TASKS TO CARRY OUT:
#1 Please quote the store story word for word, everything from "During Back to" down to "held last Saturday.".
#2 Show every line in the entries that contains the string "child", where case counts.

Witnesses reported seeing the children jumping up and down on the desks and chairs, and allegedly the boy jumped off of the back of a chair and smacked the back of his head against the edge of a desk.

If the woman had kept a closer eye on her children and perhaps taught them to keep near to her when shopping, this kind of thing likely wouldn't have happened. I'm not saying all parents are like this, but more and more these days people are too wrapped up in their cell phones or shopping to give their children the attention and discipline they need.


Shopping Tip of the Day: When making a credit card purchase, if you've finished signing your name on the digital pad and the two button choices are "Done" and "Clear," you want the one marked "Done."


The Pirate's Motto


During Back to School season, our store runs a special event for teachers where they can get a free bag of assorted school supplies along with some extra discounts on all products. This event is usually scheduled for a Saturday morning, and this year it was on August 22nd. We had signs near the front door with the date and times written in black marker so that everyone would know when the event was scheduled. The signs were posted for a good while ahead of the date.

Needless to say, we had a lady come in today expecting to get the benefits from the teacher's event that had been held last Saturday.

One of our cashiers called me over to his register to handle the issue. I explained that the discounts were no longer valid as it was a limited time program. She insisted that the event was supposed to be TODAY and that she was entitled to the benefits we advertised. Our conversation went something like this:

Me: "I'm sorry, but that event was held last Saturday morning. We had signs up ahead of time notifying our customers of the correct date."

Customer: "Nah, they told me it was gonna be on three dates and one of them was today."

Me: "Who told you that?"

Customer: "Yeah! They said it was gonna be on the 20th, 22nd, and 27th!"

Me: "Ok, who said that to you? One of our people?"

Customer (Getting irritated): "No, they told me- I know they told me it was the 27th!"

Me: "No, it was actually held on the 22nd. I'm sorry, but unfortunately we don't have those discounts available right now."

At this point, I talked with our general manager to see if there was anything that could be done. She told me that she'd speak with the woman, so that's what I told the customer. Then I went to count one of the registers and make change. While I was working on that, the phone beside me rang and the display indicated the call was coming from the managers office. I picked up and our general manager informed me that she'd located a spare bag of the free supplies that had been handed out to teachers on Saturday and that she'd be happy to give that to the customer in an attempt to smooth things over. We were in no way obligated to do this, mind you, but we try to make people happy if we can.

So we give the bag to the lady and she goes back to shopping. I finish counting out the register and take over ringing while waiting for our night shift to arrive. A short while later, the woman comes up with a basket full of school supplies, her son tailing behind. I started scanning her stuff, and she says, "So is there any way I can get the discounts from the teacher's event?"

Now, we'd given her the bag when we really didn't have to. But the discounts were handled through our rewards program, not through the store itself. Teachers were entitled to an increased amount of rewards for the purchases they made during the event. Those numbers went through the rewards center, not us. We had absolutely no way to make those kinds of adjustments ourselves. "I'm sorry," I told her, "but that sale was for Saturday morning only. I have no way of adjusting rewards percentages in our computer."

PROVIDED RECORDS:
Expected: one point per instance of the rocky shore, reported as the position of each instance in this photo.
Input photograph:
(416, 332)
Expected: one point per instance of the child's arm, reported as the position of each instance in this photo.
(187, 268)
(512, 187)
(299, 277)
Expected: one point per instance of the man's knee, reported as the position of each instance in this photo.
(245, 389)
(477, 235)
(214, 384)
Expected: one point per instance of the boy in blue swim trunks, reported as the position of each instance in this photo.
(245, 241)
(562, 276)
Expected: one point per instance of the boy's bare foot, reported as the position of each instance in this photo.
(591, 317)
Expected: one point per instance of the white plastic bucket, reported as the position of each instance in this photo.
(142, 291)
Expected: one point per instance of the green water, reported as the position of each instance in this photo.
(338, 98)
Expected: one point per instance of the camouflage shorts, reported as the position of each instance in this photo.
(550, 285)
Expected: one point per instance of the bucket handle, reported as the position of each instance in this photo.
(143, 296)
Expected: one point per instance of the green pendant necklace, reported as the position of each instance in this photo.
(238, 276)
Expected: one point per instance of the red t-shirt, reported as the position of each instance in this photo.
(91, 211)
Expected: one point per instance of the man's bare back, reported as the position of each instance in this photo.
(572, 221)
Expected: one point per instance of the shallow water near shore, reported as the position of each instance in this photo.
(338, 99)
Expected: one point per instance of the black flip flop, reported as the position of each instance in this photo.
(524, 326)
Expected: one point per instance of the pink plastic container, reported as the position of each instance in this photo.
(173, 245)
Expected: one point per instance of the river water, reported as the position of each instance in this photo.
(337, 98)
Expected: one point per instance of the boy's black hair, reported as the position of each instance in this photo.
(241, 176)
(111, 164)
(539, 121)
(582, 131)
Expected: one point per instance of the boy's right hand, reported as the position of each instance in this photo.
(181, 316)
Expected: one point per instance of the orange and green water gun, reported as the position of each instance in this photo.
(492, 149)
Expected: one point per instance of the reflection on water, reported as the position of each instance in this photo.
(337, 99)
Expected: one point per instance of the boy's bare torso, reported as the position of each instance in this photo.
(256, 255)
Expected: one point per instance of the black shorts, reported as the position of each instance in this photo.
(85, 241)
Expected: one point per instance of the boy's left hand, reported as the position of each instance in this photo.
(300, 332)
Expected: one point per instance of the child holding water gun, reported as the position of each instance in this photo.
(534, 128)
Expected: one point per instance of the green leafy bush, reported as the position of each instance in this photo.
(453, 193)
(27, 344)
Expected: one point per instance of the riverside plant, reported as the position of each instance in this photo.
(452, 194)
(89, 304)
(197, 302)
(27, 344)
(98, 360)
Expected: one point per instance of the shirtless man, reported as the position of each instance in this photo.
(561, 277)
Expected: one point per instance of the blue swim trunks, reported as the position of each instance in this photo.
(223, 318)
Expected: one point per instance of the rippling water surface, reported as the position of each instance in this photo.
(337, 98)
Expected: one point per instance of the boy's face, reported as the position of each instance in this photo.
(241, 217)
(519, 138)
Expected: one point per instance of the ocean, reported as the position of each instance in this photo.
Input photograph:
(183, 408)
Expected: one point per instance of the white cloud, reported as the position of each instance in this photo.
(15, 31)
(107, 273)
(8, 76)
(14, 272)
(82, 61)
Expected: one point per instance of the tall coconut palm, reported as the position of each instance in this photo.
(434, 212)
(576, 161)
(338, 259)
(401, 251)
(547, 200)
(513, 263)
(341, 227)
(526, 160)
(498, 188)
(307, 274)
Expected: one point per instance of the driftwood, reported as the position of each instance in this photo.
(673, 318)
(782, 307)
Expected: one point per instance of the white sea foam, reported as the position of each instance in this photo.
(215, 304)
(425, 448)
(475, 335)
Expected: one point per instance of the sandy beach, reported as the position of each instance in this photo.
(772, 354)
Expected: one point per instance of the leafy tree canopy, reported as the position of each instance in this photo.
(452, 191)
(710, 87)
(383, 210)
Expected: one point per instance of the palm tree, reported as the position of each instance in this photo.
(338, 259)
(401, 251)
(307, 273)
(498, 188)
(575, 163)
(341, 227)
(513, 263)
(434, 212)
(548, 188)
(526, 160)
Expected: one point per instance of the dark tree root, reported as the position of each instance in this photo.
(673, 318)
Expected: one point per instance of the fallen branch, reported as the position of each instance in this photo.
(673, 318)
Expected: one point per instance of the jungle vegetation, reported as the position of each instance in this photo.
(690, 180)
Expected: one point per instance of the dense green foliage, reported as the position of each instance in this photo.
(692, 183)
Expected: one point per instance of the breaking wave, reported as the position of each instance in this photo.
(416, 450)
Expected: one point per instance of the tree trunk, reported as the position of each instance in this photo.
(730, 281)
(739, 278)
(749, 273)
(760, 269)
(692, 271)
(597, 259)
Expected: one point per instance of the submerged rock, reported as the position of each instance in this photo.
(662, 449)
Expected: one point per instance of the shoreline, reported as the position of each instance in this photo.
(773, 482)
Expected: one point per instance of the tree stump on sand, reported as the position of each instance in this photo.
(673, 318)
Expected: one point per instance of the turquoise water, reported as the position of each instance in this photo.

WORKED ANSWERS:
#1
During Back to School season, our store runs a special event for teachers where they can get a free bag of assorted school supplies along with some extra discounts on all products. This event is usually scheduled for a Saturday morning, and this year it was on August 22nd. We had signs near the front door with the date and times written in black marker so that everyone would know when the event was scheduled. The signs were posted for a good while ahead of the date.

Needless to say, we had a lady come in today expecting to get the benefits from the teacher's event that had been held last Saturday.

#2
Expected: one point per instance of the child's arm, reported as the position of each instance in this photo.
Expected: one point per instance of the child holding water gun, reported as the position of each instance in this photo.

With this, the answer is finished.